## [What is required]
Please count, in the material below, each line containing "child", and report only the number.

┌─ The records

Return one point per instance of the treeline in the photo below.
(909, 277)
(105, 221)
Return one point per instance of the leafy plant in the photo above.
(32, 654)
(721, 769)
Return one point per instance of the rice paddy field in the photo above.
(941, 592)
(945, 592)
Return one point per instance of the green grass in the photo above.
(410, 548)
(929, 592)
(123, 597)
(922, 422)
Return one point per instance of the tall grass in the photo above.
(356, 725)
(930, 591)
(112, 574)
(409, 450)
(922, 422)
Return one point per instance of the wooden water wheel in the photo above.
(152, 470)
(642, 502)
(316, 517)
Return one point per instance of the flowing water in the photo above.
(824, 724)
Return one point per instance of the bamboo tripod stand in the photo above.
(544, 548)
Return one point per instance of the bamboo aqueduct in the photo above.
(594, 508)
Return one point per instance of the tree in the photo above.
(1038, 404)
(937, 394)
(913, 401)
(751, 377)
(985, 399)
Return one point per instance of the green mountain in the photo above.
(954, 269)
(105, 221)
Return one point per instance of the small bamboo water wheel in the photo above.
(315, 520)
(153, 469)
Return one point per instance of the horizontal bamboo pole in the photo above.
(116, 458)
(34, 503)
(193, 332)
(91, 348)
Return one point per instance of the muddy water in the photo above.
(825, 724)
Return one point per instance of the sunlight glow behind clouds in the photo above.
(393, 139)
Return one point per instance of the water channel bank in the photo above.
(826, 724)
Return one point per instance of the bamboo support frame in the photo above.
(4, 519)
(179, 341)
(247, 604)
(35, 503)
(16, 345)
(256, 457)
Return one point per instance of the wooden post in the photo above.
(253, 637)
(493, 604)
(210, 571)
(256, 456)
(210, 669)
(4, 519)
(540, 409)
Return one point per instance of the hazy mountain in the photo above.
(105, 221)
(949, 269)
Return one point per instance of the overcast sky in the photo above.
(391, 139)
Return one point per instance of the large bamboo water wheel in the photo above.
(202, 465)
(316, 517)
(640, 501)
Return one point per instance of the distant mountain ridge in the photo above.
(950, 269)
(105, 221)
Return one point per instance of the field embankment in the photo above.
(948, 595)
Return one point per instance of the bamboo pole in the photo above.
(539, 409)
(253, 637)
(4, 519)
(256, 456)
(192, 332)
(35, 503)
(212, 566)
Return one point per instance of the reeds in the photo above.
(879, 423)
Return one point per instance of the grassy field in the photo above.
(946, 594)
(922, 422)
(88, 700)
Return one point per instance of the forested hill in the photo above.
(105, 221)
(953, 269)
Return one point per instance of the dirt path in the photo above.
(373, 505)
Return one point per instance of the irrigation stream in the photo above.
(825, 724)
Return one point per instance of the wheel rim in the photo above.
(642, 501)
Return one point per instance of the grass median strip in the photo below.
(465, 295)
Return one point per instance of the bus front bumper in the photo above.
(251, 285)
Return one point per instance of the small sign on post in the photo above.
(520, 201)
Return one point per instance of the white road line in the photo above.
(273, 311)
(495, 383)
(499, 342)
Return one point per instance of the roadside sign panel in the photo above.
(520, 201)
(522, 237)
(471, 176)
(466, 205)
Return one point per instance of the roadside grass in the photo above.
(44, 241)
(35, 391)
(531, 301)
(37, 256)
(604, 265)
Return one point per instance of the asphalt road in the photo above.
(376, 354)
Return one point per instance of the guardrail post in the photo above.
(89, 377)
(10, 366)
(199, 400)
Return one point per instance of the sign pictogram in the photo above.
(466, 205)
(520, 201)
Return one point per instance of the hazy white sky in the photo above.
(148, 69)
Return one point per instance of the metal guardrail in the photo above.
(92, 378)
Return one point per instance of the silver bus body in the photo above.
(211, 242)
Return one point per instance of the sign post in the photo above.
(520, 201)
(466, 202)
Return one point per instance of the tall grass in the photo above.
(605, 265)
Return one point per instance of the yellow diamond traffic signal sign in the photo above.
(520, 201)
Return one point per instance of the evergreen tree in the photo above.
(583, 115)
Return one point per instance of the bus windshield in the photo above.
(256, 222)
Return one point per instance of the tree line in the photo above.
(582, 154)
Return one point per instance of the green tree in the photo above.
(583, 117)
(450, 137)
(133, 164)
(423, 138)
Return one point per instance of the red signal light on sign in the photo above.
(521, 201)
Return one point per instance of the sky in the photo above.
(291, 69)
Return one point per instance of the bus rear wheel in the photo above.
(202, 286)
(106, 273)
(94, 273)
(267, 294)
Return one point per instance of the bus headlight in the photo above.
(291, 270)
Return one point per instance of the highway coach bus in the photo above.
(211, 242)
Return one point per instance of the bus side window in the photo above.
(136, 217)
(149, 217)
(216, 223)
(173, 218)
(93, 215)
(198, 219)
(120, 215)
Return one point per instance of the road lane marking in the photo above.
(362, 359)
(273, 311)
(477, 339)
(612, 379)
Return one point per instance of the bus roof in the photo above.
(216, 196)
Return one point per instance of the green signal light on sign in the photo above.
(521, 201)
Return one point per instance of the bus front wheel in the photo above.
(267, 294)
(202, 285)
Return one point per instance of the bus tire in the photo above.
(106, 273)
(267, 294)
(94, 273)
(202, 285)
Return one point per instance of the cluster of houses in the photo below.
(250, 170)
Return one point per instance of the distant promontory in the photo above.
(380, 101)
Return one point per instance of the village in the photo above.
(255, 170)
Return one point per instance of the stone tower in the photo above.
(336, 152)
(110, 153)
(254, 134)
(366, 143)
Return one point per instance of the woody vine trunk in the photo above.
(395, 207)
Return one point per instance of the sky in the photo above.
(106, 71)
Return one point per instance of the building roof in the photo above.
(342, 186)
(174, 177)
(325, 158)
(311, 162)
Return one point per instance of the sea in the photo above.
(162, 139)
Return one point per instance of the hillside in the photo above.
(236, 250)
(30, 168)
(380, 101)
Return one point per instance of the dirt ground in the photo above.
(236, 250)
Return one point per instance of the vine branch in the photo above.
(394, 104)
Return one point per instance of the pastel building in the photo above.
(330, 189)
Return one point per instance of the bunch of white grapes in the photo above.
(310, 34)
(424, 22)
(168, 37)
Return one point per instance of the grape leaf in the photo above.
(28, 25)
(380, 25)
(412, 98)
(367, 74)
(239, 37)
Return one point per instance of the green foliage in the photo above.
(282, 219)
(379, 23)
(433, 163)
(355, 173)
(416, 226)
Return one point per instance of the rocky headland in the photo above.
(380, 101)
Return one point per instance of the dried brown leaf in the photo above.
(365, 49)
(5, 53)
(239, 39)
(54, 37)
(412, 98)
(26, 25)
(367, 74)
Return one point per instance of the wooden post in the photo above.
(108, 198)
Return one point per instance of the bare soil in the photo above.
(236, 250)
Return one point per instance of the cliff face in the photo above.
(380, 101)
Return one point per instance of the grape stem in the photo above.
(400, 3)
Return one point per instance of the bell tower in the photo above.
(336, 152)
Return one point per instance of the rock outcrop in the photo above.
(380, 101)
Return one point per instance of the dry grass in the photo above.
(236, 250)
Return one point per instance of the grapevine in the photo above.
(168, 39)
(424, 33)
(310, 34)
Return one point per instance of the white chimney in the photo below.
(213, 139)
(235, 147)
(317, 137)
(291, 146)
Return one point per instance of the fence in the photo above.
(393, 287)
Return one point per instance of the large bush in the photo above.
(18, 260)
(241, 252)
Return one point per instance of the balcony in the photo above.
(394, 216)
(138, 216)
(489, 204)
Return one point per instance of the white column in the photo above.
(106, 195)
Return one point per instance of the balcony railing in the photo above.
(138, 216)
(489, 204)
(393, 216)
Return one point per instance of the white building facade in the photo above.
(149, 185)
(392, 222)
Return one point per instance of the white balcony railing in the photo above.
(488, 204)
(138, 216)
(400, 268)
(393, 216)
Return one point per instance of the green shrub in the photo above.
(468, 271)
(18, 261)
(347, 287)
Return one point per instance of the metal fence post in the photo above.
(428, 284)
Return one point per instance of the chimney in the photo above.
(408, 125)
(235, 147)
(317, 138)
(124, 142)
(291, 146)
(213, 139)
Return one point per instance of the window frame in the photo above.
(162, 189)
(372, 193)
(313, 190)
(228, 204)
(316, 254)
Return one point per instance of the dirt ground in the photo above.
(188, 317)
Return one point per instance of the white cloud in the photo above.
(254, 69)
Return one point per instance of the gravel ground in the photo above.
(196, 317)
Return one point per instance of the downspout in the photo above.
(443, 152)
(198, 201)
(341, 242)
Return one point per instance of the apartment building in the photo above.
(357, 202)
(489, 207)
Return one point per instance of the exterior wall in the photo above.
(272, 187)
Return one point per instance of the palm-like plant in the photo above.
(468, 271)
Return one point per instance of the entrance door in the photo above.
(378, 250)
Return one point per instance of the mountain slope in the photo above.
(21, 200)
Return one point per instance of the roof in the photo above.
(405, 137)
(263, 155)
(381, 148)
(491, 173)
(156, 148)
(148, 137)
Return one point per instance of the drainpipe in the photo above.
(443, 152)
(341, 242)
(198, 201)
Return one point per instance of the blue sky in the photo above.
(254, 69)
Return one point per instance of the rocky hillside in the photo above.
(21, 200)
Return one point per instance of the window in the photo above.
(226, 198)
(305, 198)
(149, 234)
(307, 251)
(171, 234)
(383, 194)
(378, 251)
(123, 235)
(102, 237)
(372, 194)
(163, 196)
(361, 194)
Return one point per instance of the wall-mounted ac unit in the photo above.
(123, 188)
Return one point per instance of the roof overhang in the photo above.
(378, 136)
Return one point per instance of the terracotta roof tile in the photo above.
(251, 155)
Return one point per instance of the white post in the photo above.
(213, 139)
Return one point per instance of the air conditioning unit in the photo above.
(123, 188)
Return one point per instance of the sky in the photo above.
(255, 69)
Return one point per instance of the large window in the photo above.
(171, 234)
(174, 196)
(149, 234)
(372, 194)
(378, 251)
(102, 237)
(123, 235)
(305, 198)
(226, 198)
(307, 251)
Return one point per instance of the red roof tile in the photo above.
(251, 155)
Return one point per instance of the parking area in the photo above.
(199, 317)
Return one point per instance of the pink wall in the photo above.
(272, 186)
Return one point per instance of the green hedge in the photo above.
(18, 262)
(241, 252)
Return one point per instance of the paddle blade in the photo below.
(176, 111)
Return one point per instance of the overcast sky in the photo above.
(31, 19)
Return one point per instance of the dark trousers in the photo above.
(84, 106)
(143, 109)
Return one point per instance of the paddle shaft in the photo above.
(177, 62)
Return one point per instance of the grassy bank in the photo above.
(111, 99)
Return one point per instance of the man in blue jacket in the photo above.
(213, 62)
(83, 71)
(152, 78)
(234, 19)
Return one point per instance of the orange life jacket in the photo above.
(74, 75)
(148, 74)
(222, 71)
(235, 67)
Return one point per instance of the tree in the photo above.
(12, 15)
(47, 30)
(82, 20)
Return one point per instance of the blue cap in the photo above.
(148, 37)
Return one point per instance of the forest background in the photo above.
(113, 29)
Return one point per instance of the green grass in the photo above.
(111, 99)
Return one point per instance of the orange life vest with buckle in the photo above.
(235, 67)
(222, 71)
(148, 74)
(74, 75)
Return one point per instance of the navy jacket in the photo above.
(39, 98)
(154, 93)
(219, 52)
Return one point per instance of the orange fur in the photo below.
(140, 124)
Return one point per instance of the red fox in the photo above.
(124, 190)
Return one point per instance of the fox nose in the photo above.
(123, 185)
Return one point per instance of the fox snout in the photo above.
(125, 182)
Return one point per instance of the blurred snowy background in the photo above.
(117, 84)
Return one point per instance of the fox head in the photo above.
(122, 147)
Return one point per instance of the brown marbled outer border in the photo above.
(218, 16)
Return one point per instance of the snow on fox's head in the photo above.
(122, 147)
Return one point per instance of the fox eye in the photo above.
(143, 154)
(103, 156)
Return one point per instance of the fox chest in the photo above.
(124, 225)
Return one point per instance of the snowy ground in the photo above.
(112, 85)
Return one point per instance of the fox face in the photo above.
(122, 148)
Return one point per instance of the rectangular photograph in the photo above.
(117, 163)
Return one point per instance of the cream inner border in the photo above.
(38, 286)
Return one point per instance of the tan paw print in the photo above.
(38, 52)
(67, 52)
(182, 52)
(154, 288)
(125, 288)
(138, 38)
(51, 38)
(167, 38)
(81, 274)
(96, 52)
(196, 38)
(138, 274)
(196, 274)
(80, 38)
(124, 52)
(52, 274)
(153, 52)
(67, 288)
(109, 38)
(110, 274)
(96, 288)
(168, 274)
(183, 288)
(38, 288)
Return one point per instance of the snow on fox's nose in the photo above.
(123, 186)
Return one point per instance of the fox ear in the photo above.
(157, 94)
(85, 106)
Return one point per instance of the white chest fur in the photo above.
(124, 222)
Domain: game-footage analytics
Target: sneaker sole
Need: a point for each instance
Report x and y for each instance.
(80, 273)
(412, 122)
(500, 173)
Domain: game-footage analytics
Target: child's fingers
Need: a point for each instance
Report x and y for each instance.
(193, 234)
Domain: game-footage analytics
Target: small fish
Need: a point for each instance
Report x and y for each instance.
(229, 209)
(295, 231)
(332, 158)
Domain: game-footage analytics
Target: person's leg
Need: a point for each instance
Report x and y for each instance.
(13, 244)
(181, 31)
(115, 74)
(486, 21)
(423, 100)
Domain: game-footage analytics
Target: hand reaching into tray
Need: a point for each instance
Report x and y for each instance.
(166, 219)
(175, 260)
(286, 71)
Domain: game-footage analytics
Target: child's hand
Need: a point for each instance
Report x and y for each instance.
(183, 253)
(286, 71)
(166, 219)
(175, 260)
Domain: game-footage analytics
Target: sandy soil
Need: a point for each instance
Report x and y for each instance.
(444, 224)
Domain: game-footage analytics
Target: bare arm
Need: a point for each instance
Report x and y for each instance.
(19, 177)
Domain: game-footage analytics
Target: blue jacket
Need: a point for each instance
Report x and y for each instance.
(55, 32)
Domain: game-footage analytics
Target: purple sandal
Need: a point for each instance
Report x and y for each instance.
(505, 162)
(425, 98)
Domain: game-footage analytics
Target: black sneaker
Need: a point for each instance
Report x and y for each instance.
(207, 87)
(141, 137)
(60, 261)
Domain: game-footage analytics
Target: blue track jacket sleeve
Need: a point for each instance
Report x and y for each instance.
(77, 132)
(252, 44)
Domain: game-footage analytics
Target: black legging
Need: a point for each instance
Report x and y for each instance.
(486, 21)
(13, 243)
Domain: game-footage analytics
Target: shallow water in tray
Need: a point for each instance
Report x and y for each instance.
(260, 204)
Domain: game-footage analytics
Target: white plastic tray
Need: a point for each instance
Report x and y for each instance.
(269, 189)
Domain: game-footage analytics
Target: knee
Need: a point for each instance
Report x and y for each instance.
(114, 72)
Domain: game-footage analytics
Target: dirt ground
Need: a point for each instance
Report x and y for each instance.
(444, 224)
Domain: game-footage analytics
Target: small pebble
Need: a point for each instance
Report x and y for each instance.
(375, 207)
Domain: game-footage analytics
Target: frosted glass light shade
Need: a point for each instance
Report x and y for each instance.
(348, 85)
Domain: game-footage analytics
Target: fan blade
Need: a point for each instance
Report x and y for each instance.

└─

## [Task response]
2